WHAT IS NEEDED -> Substitute "First Request" for "Initial Request" while writing out the render timeout passage from "Justin Briggs published" to "to take effect.".

DOCUMENT ->
============

By default, this is set at 1 second, which is absolutely fine for most sites that do not have a high dependence on JavaScript. However, websites built using a JavaScript framework have a very high dependence on JavaScript, so this needs to be set with some care.
What is this render timeout?
The render timeout is essentially how long Sitebulb will wait for rendering to complete before taking an ‘HTML snapshot’ of each web page.
Justin Briggs published a post which is an excellent primer on handling JavaScript content for SEO, which will help us explain where the Render Timeout fits in.
I strongly advise you go and read the whole post, but at the very least, the screenshot below shows the sequence of events that occur when a browser requests a page that is dependent upon JavaScript rendered content:
The ‘Render Timeout’ period used by Sitebulb starts just after #1, the Initial Request. So essentially, the render timeout is the time you need to wait for everything to load and render on the page. Say you have the Render Timeout set to 4 seconds, this means that the each page has 4 seconds for all the content to finish loading and any final changes to take effect.
Anything that changes after these 4 seconds will not be captured and recorded by Sitebulb.

============

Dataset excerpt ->
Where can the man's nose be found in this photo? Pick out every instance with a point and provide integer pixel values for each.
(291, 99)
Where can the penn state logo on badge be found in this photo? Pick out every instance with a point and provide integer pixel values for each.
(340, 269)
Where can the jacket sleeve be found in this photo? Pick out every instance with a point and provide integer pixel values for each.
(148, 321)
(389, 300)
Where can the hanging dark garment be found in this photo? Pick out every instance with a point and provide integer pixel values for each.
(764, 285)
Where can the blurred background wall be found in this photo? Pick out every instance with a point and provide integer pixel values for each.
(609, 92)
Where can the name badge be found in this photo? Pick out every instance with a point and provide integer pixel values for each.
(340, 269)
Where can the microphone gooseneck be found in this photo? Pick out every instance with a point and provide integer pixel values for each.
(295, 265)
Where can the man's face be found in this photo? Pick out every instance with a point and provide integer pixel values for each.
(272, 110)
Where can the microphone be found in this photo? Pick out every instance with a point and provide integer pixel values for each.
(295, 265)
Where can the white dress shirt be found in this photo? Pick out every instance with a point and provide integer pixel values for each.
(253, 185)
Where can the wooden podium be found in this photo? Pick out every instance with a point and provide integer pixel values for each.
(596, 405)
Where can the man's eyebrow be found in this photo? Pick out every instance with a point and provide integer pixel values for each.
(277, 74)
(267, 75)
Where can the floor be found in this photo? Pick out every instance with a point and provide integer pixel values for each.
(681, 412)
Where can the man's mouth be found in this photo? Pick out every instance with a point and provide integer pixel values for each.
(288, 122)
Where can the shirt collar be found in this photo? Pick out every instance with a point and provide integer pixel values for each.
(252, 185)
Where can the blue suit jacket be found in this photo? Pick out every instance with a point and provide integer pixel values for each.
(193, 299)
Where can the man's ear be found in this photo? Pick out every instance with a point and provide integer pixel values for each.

============

IN RESPONSE ->
Justin Briggs published a post which is an excellent primer on handling JavaScript content for SEO, which will help us explain where the Render Timeout fits in.
I strongly advise you go and read the whole post, but at the very least, the screenshot below shows the sequence of events that occur when a browser requests a page that is dependent upon JavaScript rendered content:
The ‘Render Timeout’ period used by Sitebulb starts just after #1, the First Request. So essentially, the render timeout is the time you need to wait for everything to load and render on the page. Say you have the Render Timeout set to 4 seconds, this means that the each page has 4 seconds for all the content to finish loading and any final changes to take effect.